Quote all of the data below exactly, please.

Location annotation dataset excerpts:
#####

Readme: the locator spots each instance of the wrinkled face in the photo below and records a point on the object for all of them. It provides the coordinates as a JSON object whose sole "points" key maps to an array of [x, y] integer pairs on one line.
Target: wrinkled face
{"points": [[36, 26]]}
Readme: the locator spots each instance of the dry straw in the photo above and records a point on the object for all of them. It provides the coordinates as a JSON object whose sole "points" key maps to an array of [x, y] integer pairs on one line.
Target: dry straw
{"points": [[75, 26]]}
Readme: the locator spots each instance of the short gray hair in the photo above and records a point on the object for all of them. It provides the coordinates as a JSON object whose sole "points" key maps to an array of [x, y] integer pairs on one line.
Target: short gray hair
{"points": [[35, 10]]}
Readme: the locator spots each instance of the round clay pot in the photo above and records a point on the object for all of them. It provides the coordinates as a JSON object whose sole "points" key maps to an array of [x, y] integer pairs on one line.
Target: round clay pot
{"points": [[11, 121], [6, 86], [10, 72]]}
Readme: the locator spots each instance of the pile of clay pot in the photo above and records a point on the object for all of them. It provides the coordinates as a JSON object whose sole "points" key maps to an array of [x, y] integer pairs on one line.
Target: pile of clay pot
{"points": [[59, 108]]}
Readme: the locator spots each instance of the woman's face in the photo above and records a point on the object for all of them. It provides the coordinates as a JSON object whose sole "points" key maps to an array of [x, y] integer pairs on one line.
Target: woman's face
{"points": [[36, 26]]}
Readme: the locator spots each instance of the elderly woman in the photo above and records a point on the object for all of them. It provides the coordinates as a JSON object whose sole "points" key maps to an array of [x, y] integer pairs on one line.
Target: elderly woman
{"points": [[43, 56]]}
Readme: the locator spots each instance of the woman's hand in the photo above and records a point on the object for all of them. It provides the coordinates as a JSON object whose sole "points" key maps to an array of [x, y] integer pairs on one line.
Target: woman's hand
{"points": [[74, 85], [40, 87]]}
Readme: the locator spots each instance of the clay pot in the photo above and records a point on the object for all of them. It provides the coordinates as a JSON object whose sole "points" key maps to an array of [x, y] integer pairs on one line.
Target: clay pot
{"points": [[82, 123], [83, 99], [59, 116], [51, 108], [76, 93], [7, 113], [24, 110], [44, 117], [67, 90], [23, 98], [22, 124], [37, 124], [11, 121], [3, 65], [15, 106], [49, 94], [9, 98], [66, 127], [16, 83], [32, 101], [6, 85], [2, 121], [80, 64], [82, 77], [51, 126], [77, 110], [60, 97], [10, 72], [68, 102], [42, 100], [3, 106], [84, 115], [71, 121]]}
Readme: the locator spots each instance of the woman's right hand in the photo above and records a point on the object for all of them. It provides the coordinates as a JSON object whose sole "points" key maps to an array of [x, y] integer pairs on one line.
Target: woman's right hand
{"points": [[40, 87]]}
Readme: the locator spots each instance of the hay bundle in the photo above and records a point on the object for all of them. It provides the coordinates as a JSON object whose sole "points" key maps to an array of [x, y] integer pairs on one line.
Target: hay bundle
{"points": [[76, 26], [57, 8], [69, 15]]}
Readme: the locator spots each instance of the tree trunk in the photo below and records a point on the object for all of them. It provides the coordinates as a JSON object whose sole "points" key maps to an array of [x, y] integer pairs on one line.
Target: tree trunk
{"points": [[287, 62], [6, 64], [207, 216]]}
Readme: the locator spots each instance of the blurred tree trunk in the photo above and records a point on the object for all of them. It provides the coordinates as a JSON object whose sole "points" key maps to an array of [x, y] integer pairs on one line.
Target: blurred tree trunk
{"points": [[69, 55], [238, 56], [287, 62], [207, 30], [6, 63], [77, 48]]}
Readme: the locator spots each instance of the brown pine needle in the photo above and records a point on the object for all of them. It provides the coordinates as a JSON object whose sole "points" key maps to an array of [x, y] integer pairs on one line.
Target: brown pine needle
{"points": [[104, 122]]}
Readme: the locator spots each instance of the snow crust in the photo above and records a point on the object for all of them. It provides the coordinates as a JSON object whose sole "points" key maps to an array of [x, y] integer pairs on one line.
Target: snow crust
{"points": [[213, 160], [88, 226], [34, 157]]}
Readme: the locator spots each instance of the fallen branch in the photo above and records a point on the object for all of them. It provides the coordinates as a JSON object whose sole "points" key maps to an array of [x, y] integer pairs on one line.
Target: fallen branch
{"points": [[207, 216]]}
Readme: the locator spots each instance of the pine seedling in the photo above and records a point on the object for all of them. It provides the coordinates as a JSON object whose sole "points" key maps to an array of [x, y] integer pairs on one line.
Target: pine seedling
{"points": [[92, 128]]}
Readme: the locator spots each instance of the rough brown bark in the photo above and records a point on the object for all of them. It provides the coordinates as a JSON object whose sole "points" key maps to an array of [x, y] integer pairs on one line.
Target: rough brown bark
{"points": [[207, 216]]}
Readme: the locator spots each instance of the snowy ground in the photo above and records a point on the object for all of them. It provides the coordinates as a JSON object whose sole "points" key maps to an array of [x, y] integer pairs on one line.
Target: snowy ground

#####

Expected answer =>
Readme: the locator spots each instance of the wrinkled face in the photo below and records a point on the object for all of them. It provides the coordinates as a JSON object whose sole "points" key maps to an array of [x, y] integer pairs on one line.
Target: wrinkled face
{"points": [[36, 26]]}
Readme: the locator spots each instance of the dry straw in the photo above and records a point on the object for all of them. It provides the coordinates as a JSON object whose sole "points" key maps to an array of [x, y] integer pairs on one line.
Target: dry straw
{"points": [[75, 26]]}
Readme: the locator spots each instance of the short gray hair in the photo above and records a point on the object for all of them. It provides the coordinates as a JSON object whose sole "points" key maps to an array of [x, y] integer pairs on one line.
Target: short gray hair
{"points": [[35, 10]]}
Readme: the locator spots each instance of the round clay pot in the photo above and records a point on the object for all of them. It provides the coordinates as a JSON object whose sole "points" key maps to an array of [x, y] integer pairs on one line.
Target: round clay pot
{"points": [[11, 121], [6, 86], [10, 72]]}
Readme: the locator spots each instance of the pile of clay pot in the photo above and records a point on the object for all of them. It provides the coordinates as a JSON object whose sole "points" key maps to an array of [x, y] integer pairs on one line.
Target: pile of clay pot
{"points": [[59, 108]]}
Readme: the locator spots each instance of the woman's face in the photo above and records a point on the object for all of them. It provides the coordinates as a JSON object whose sole "points" key maps to an array of [x, y] integer pairs on one line.
Target: woman's face
{"points": [[36, 26]]}
Readme: the locator spots each instance of the elderly woman in the photo above and records a point on the object for all of them. It provides the coordinates as a JSON object whose sole "points" key maps to an array of [x, y] integer pairs on one line.
Target: elderly woman
{"points": [[43, 56]]}
Readme: the locator spots each instance of the woman's hand in the photo above and records a point on the object for all of them. It provides the coordinates as a JSON object whose sole "points" key maps to an array of [x, y] integer pairs on one line.
Target: woman's hand
{"points": [[74, 85], [40, 87]]}
Readme: the locator spots each instance of the clay pot in the photo above and records a point on the object for all of them. It provides the coordinates as a JSON object whose sole "points" key maps to an array of [x, y] integer pairs on one line.
Target: clay pot
{"points": [[82, 123], [83, 99], [59, 116], [51, 108], [76, 93], [7, 113], [24, 110], [44, 117], [67, 90], [23, 98], [22, 124], [37, 124], [11, 121], [3, 65], [15, 106], [49, 94], [9, 98], [66, 127], [16, 83], [32, 101], [6, 85], [2, 121], [80, 64], [82, 77], [51, 126], [77, 110], [60, 97], [10, 72], [68, 102], [42, 100], [3, 106], [84, 115], [71, 121]]}
Readme: the locator spots each instance of the woman's right hand in the photo above and records a point on the object for all of them. It provides the coordinates as a JSON object whose sole "points" key maps to an array of [x, y] integer pairs on one line.
Target: woman's right hand
{"points": [[40, 87]]}
Readme: the locator spots each instance of the hay bundle in the photo above and records a point on the object for all of them. It provides the coordinates as a JSON object whose sole "points" key maps to an array of [x, y] integer pairs on one line.
Target: hay bundle
{"points": [[76, 26], [57, 8], [69, 15]]}
Readme: the locator spots each instance of the tree trunk in the photo below and records a point on the object for all of them. It provides the coordinates as a JSON object whose sole "points" key maps to an array of [x, y] integer pairs on one line.
Target: tree trunk
{"points": [[287, 62], [6, 64], [207, 216]]}
Readme: the locator spots each instance of the blurred tree trunk in the photo above and records a point on the object for all of them. It provides the coordinates as a JSON object whose sole "points" key maps to an array of [x, y] integer pairs on one line.
Target: blurred tree trunk
{"points": [[69, 55], [238, 56], [287, 62], [207, 30], [6, 63], [77, 48]]}
Readme: the locator spots each instance of the brown pine needle in the photo above and records a point on the object for all of them. It provides the coordinates as a JSON object whose sole "points" key maps to an array of [x, y] integer pairs on one line.
Target: brown pine needle
{"points": [[104, 122]]}
Readme: the locator spots each instance of the snow crust in the photo above and records a point on the object for all of them. It provides the coordinates as a JSON object whose sole "points" key maps to an array of [x, y] integer pairs on one line.
Target: snow crust
{"points": [[213, 160], [88, 226], [34, 157]]}
Readme: the locator spots each instance of the fallen branch in the photo above and records a point on the object for all of them. It provides the coordinates as a JSON object whose sole "points" key maps to an array of [x, y] integer pairs on one line.
Target: fallen branch
{"points": [[207, 216]]}
Readme: the locator spots each instance of the pine seedling in the photo above and records a point on the object for all of them. It provides the coordinates as a JSON object whose sole "points" key maps to an array of [x, y] integer pairs on one line.
Target: pine seedling
{"points": [[92, 128]]}
Readme: the locator spots each instance of the rough brown bark in the photo above and records a point on the object for all of them. It provides the coordinates as a JSON object whose sole "points" key maps to an array of [x, y] integer pairs on one line.
Target: rough brown bark
{"points": [[207, 216]]}
Readme: the locator spots each instance of the snowy ground in the photo above and records a point on the object for all of them. It provides the coordinates as a JSON object whose sole "points" key maps to an array of [x, y] integer pairs on one line.
Target: snowy ground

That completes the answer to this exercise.